» **REQUIREMENT**:
Could you repeat, word for word, every line from the one containing "Target: grainy stone surface" through the final line of the records below, and nothing else?

» **Natural language region descriptions**:
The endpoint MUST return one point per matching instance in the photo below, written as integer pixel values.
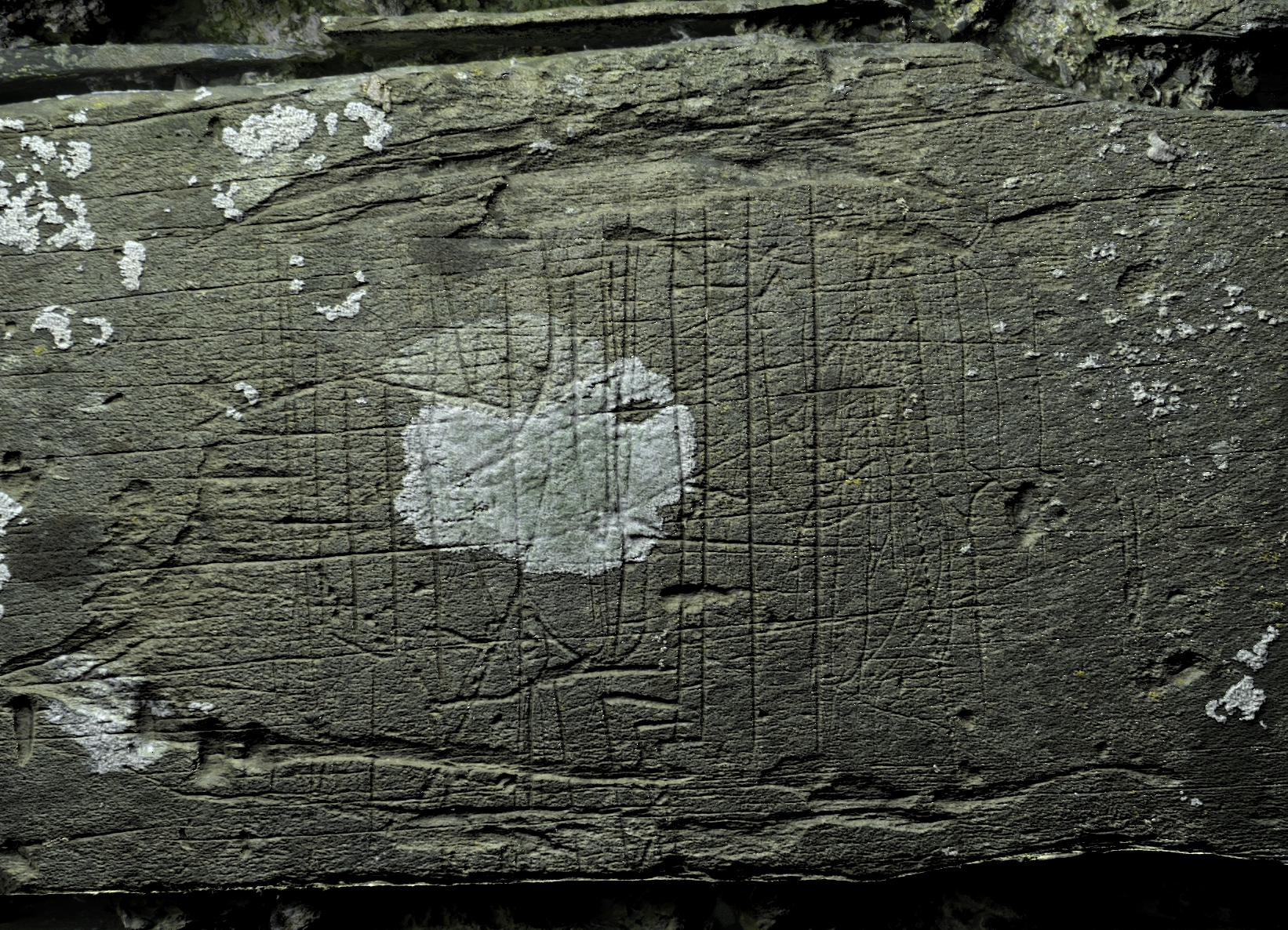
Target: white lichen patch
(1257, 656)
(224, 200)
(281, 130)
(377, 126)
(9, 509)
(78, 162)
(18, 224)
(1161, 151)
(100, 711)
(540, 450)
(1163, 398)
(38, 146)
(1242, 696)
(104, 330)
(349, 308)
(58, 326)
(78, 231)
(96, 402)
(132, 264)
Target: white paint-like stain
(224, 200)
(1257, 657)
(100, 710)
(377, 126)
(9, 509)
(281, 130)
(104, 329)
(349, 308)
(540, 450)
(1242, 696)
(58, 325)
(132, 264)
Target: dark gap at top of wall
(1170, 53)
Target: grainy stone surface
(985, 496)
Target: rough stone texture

» **FINISHED TASK**:
Target: grainy stone surface
(985, 496)
Target: rough stone texture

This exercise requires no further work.